Provided entries »
---*---

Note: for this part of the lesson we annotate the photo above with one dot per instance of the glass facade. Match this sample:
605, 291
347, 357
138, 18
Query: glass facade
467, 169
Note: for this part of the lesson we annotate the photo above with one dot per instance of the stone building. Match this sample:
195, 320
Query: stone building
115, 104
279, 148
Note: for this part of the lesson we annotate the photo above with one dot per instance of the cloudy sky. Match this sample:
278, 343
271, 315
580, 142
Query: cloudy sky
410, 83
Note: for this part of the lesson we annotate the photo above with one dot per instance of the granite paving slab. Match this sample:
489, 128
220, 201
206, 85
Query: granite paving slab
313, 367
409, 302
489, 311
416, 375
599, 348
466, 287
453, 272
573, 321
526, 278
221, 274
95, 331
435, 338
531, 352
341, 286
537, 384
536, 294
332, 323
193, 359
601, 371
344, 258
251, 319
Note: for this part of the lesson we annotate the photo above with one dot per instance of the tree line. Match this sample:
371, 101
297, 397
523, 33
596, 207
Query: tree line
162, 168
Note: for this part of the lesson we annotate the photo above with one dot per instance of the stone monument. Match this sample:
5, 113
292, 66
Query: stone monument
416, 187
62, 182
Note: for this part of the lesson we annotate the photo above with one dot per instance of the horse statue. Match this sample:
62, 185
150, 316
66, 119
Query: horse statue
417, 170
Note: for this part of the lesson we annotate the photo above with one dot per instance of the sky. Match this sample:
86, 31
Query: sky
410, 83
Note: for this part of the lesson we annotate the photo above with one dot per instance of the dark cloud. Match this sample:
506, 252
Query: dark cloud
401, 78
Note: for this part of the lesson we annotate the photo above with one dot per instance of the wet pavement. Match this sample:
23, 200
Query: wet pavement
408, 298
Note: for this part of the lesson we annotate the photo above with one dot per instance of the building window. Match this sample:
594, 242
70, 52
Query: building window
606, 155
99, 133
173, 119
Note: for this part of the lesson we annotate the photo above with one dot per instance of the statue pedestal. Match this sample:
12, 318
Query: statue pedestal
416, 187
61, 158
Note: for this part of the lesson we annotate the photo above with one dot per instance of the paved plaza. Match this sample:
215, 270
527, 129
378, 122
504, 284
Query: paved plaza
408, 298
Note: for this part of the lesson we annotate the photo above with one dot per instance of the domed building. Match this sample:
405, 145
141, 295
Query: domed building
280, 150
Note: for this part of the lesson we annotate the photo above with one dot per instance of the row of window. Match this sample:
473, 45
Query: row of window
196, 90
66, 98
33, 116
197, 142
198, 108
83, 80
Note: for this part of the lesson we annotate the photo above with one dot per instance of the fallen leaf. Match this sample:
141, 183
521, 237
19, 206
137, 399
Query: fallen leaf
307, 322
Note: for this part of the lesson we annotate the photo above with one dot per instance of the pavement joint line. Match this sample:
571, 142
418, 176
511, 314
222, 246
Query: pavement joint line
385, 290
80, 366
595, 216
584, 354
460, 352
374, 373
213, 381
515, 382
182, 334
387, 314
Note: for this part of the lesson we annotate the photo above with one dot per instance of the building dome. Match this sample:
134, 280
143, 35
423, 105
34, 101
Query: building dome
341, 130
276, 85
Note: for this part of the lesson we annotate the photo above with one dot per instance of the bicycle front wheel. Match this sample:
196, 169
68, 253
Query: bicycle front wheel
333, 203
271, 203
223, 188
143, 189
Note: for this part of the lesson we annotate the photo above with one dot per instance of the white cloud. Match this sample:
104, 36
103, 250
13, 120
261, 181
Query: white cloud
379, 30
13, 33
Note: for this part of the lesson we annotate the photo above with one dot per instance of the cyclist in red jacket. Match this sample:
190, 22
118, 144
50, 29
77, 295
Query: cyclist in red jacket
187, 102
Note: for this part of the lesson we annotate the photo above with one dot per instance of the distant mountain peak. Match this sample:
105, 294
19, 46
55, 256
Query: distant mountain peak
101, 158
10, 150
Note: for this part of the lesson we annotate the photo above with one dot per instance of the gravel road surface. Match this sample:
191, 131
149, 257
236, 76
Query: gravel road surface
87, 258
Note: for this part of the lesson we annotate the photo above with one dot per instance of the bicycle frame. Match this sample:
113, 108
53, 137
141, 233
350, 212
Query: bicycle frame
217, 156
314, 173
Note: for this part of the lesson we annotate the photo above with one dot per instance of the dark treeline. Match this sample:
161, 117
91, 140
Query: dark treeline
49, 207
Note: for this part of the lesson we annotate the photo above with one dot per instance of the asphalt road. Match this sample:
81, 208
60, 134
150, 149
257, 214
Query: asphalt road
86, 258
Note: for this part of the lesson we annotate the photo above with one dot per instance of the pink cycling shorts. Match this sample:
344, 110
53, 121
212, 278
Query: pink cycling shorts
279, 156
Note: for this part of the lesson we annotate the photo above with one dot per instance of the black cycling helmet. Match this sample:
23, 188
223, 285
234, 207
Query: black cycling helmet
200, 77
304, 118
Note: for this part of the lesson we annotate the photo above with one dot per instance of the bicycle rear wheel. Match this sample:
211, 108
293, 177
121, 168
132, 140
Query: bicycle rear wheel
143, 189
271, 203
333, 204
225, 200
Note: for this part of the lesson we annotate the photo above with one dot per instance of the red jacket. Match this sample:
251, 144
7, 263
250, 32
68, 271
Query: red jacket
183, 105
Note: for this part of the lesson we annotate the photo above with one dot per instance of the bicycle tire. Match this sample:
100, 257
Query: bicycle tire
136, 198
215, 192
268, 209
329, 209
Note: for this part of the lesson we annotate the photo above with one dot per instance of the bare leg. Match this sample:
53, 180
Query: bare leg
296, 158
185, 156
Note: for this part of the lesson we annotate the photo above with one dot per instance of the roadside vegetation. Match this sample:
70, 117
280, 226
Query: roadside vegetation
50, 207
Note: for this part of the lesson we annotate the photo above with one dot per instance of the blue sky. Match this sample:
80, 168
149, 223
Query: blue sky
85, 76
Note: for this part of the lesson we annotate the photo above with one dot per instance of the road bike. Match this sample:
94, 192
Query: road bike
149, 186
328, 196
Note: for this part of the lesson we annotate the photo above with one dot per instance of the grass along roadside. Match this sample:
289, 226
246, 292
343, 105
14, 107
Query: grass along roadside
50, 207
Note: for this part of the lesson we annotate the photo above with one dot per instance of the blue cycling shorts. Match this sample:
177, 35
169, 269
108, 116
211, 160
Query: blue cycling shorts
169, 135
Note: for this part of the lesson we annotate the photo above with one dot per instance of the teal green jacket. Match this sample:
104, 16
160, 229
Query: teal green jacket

---*---

Work task » Output the whole listing above again, word for word.

Answer space »
Note: for this part of the lesson we annotate the photo above with one dot per instance of the glass facade. Match this sample:
605, 291
347, 357
138, 18
Query: glass facade
467, 169
Note: for this part of the lesson we annotate the photo above with one dot per instance of the stone building. Match this sample:
195, 320
Query: stone building
115, 104
279, 148
Note: for this part of the lesson we annotate the photo above with one dot per instance of the cloudy sky. Match this sample:
278, 343
271, 315
580, 142
Query: cloudy sky
410, 83
Note: for this part of the lesson we annotate the photo above with one dot per instance of the granite paving slab. Match this sample:
489, 128
220, 201
206, 85
Query: granite paving slab
313, 367
409, 302
489, 311
416, 375
599, 348
466, 287
453, 272
573, 321
526, 278
221, 274
95, 331
435, 338
531, 352
341, 286
537, 384
536, 294
332, 323
193, 359
601, 371
344, 258
251, 319
Note: for this part of the lesson we annotate the photo above with one dot per instance of the tree line. Match this sample:
371, 101
297, 397
523, 33
596, 207
Query: tree line
162, 168
Note: for this part of the lesson we annotate the photo above with one dot per instance of the stone monument. Match this sample:
5, 113
292, 66
Query: stone monument
416, 187
62, 182
Note: for this part of the lesson we annotate the photo above with one dot per instance of the horse statue. Match this sample:
62, 185
150, 316
66, 119
Query: horse statue
417, 170
Note: for this part of the lesson we annotate the photo above with one dot per instance of the sky. Match this sample:
86, 31
Query: sky
410, 83
Note: for this part of the lesson we annotate the photo above with one dot per instance of the dark cloud. Match this sample:
506, 252
Query: dark cloud
401, 78
Note: for this part of the lesson we annotate the photo above with one dot per instance of the wet pavement. Match this sample:
23, 200
Query: wet pavement
408, 298
Note: for this part of the lesson we annotate the photo above with one dot per instance of the building window. Match this sample:
594, 242
70, 52
Query: building window
606, 155
99, 133
173, 119
Note: for this part of the lesson we annotate the photo above with one dot per instance of the statue pedestal. Match this sample:
12, 318
Query: statue pedestal
416, 187
61, 158
Note: for this part of the lesson we annotate the photo above with one dot per instance of the paved plaza. Match this sample:
215, 270
527, 129
378, 122
504, 284
Query: paved plaza
408, 298
Note: for this part of the lesson we annotate the photo above with one dot per instance of the domed building. Match this sample:
405, 145
141, 295
Query: domed building
280, 150
Note: for this part of the lesson we annotate the photo above with one dot per instance of the row of window. Match this sample:
473, 45
Query: row of window
196, 90
66, 98
33, 116
197, 142
198, 108
83, 80
Note: for this part of the lesson we annotate the photo above with one dot per instance of the fallen leaf. Match this sample:
141, 183
521, 237
19, 206
137, 399
Query: fallen leaf
307, 322
Note: for this part of the lesson we annotate the photo above with one dot per instance of the pavement joint line. Match this sample:
571, 142
418, 176
511, 314
222, 246
Query: pavement joint line
385, 290
80, 366
595, 216
584, 354
460, 352
374, 373
213, 381
515, 382
182, 334
387, 314
Note: for this part of the lesson we annotate the photo above with one dot per instance of the building dome. Match this sample:
134, 280
143, 35
423, 105
34, 101
Query: building dome
341, 130
276, 85
Note: for this part of the lesson we annotate the photo above with one dot per instance of the bicycle front wheel. Match this sample:
196, 169
68, 253
Query: bicycle front wheel
333, 203
271, 203
223, 188
143, 189
Note: for this part of the lesson we annotate the photo above with one dot per instance of the white cloud. Match this sample:
104, 36
103, 250
13, 120
261, 181
Query: white cloud
379, 30
13, 33
Note: for this part of the lesson we annotate the photo above with one dot per instance of the cyclist in red jacket. Match this sample:
190, 22
118, 144
50, 29
77, 295
Query: cyclist in red jacket
187, 102
Note: for this part of the lesson we annotate the photo above with one dot per instance of the distant mountain peak. Match this sample:
105, 294
19, 46
55, 256
Query: distant mountain peak
101, 158
10, 150
Note: for this part of the lesson we annotate the photo above with one dot per instance of the gravel road surface. Match this sample:
191, 131
149, 257
236, 76
Query: gravel road surface
87, 258
Note: for this part of the lesson we annotate the photo above with one dot per instance of the bicycle frame. Match this sample:
113, 108
53, 137
141, 233
350, 212
Query: bicycle frame
217, 156
314, 173
Note: for this part of the lesson we annotate the photo above with one dot per instance of the dark treeline. Match this sample:
161, 117
91, 140
Query: dark treeline
49, 207
Note: for this part of the lesson we annotate the photo above with one dot per instance of the asphalt road. Match this sample:
81, 208
60, 134
150, 149
257, 214
Query: asphalt road
86, 258
Note: for this part of the lesson we annotate the photo above with one dot per instance of the pink cycling shorts. Match this sample:
344, 110
53, 121
212, 278
Query: pink cycling shorts
279, 156
Note: for this part of the lesson we annotate the photo above with one dot per instance of the black cycling helmet. Match this sample:
23, 188
223, 285
234, 207
Query: black cycling helmet
200, 77
304, 118
Note: for this part of the lesson we annotate the photo above with one dot per instance of the bicycle rear wheel. Match this sample:
211, 108
293, 177
121, 168
132, 140
Query: bicycle rear wheel
143, 189
271, 203
333, 204
225, 200
Note: for this part of the lesson we annotate the photo above with one dot per instance of the red jacket. Match this sample:
251, 144
7, 263
250, 32
68, 271
Query: red jacket
183, 105
Note: for this part of the lesson we annotate the photo above with one dot per instance of the bicycle tire. Match this sample:
100, 257
Query: bicycle tire
136, 198
215, 192
268, 209
329, 209
Note: for this part of the lesson we annotate the photo above with one dot per instance of the bare leg. Match this sample:
53, 180
Query: bare leg
296, 158
185, 156
Note: for this part of the lesson we annotate the photo above with one dot per instance of the roadside vegetation. Match this sample:
70, 117
280, 226
Query: roadside vegetation
50, 207
Note: for this part of the lesson we annotate the photo above with one dot per instance of the blue sky. Match this sample:
80, 168
149, 223
Query: blue sky
85, 76
Note: for this part of the lesson we annotate the photo above with one dot per instance of the road bike. Match this sample:
94, 192
Query: road bike
149, 186
328, 196
Note: for this part of the lesson we annotate the photo above with one dot per instance of the grass along roadside. Match this sample:
289, 226
246, 292
343, 105
14, 107
Query: grass along roadside
50, 207
Note: for this part of the lesson we annotate the photo above with one dot per instance of the blue cycling shorts. Match this sample:
177, 35
169, 269
108, 116
211, 160
Query: blue cycling shorts
169, 135
Note: for this part of the lesson we annotate the photo above with one dot per instance of the teal green jacket. Match this sample:
104, 16
160, 229
Query: teal green jacket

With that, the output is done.